◆ **Provided data**
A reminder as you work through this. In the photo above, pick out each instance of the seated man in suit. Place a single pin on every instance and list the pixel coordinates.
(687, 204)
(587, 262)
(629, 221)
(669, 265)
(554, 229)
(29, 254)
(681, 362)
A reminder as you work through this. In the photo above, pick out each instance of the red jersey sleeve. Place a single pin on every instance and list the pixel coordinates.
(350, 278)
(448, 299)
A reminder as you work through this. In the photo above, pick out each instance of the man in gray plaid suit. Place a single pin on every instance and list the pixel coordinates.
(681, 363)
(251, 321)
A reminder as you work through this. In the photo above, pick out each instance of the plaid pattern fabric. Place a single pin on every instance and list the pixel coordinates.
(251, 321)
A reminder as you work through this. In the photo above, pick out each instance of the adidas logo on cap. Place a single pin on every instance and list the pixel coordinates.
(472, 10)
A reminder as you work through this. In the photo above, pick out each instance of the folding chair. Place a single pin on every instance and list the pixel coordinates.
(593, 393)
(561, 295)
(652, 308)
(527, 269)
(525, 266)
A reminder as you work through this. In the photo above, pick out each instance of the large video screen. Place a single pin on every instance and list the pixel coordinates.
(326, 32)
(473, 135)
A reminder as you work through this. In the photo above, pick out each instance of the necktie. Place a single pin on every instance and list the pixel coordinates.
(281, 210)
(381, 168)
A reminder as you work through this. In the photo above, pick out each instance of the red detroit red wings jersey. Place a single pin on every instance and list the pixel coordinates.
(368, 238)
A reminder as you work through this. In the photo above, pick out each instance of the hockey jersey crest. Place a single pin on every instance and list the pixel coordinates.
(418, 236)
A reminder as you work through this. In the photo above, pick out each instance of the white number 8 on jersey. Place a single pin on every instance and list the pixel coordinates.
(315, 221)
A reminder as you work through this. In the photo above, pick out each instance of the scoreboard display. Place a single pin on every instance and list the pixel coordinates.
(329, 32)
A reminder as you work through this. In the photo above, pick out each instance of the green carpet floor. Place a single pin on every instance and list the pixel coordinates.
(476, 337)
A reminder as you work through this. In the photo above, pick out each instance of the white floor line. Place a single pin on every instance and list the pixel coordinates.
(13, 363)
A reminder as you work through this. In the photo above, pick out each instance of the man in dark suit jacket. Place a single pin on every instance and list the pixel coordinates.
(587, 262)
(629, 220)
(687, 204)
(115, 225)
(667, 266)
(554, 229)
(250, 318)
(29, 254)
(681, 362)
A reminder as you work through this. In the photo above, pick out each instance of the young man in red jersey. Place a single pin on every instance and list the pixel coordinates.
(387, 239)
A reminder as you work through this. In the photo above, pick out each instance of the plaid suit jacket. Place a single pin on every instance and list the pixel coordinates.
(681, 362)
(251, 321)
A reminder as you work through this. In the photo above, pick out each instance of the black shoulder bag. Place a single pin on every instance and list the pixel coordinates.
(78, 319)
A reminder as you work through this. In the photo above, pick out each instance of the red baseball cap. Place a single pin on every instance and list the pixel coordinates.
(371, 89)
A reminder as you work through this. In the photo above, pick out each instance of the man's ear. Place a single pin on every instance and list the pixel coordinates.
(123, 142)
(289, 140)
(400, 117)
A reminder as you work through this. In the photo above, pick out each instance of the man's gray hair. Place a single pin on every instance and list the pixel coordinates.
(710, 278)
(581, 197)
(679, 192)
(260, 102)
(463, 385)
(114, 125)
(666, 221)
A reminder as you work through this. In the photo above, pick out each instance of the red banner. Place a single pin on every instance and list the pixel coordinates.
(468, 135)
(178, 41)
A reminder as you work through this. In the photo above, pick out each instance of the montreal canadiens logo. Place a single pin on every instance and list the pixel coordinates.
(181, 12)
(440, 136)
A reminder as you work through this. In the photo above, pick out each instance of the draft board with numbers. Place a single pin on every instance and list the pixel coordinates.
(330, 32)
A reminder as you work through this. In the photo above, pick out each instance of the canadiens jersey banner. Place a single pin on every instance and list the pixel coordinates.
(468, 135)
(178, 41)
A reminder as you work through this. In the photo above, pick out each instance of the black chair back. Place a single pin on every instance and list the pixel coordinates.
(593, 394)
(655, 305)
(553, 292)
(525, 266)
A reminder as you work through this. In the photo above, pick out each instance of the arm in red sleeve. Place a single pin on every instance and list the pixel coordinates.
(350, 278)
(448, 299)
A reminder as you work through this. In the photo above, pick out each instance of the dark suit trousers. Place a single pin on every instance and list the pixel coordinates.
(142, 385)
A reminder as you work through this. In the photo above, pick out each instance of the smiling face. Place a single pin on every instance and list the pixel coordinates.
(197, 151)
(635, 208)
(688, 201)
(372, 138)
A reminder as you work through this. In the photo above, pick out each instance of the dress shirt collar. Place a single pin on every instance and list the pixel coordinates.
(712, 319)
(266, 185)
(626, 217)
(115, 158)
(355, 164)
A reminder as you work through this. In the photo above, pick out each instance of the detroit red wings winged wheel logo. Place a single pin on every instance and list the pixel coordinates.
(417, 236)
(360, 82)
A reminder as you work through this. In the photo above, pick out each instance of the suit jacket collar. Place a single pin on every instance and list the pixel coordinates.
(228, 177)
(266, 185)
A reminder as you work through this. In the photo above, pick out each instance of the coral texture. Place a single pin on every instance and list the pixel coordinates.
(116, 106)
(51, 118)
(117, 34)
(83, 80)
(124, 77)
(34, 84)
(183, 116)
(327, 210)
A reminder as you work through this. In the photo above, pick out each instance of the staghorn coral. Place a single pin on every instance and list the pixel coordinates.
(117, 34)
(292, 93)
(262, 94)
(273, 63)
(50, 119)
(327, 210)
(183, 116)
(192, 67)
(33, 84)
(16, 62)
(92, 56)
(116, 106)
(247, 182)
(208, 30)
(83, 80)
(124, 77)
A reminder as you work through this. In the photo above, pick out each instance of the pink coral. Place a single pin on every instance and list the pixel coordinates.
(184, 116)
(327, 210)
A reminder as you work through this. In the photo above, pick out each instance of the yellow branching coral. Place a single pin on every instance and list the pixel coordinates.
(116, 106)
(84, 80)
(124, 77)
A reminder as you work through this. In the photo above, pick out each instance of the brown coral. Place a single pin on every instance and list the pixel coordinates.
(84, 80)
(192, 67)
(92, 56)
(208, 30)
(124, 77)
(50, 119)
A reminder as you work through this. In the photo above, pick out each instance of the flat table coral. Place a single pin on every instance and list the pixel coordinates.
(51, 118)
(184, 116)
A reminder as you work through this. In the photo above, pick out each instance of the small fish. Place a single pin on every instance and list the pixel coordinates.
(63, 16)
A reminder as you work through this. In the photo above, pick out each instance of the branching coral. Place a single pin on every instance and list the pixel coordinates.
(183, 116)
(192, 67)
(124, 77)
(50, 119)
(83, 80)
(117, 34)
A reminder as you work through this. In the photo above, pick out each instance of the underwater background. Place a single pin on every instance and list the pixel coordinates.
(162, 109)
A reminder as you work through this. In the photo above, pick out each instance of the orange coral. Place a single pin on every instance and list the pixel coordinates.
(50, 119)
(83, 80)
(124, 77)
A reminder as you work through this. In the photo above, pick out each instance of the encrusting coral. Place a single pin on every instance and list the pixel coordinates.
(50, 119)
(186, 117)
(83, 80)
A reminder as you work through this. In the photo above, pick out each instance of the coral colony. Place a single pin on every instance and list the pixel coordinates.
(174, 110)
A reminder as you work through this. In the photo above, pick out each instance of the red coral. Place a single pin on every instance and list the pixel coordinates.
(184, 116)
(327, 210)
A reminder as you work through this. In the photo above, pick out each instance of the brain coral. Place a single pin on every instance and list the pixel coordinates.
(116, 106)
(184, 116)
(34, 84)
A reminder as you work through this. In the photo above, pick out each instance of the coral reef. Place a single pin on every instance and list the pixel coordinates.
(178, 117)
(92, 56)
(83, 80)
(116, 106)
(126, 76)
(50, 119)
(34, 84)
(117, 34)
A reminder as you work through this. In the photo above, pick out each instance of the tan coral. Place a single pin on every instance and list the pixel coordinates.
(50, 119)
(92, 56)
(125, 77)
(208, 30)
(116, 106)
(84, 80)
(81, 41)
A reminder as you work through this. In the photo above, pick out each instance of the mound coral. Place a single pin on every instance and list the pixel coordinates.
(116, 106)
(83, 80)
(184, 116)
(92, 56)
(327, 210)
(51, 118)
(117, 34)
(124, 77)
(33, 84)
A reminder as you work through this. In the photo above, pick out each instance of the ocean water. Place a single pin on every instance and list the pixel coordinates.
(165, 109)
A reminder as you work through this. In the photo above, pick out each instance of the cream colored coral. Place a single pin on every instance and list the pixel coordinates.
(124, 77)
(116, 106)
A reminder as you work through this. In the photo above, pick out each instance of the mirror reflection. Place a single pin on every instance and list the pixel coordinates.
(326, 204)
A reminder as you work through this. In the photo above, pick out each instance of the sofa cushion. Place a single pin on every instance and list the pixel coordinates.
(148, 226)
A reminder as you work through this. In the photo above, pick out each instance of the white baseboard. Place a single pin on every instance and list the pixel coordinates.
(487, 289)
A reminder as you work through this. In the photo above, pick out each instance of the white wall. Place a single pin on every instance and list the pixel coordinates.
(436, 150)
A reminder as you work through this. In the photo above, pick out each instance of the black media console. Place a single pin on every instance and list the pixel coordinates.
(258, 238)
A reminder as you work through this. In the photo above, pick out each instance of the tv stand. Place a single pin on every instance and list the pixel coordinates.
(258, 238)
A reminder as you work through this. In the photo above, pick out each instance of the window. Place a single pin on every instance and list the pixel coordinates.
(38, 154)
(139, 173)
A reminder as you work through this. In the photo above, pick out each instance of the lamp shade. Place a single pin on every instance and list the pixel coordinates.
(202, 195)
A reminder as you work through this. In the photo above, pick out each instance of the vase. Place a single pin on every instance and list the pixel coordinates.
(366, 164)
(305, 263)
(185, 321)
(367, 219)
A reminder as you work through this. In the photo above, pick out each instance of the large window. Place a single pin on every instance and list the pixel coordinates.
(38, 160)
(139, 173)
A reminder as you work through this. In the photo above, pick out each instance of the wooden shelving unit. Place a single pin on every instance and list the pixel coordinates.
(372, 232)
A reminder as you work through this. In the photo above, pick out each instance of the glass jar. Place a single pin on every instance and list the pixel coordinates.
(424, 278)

◆ **What you need to do**
Give again the lines from the line holding "of the window." through the close of the listing, both included, exactly as written and with nothing else.

◆ **Answer to the exercise**
A reminder as you work through this. In the photo above, pick out each instance of the window. Place a single pin on every instance and list the pixel coordinates.
(38, 154)
(139, 173)
A reminder as you work through this. In the photo above, pick out each instance of the lamp shade. Place a single pin on every instance and list the pixel coordinates.
(202, 195)
A reminder as you work through this. In the photo above, pick out each instance of the vase. Place a single pin on every instance and list the pixel coordinates.
(366, 164)
(305, 263)
(185, 321)
(367, 219)
A reminder as you work through this. In the photo above, pick out each instance of the large window. Place a single pin on every instance and list the pixel coordinates.
(38, 160)
(139, 173)
A reminder as you work through this. In the photo above, pick out each instance of the wooden shelving unit. Place a single pin on every instance and list the pixel coordinates.
(372, 232)
A reminder as you work through this. In the photo above, pick out each instance of the glass jar. Place a single pin on every instance and list the pixel coordinates.
(424, 278)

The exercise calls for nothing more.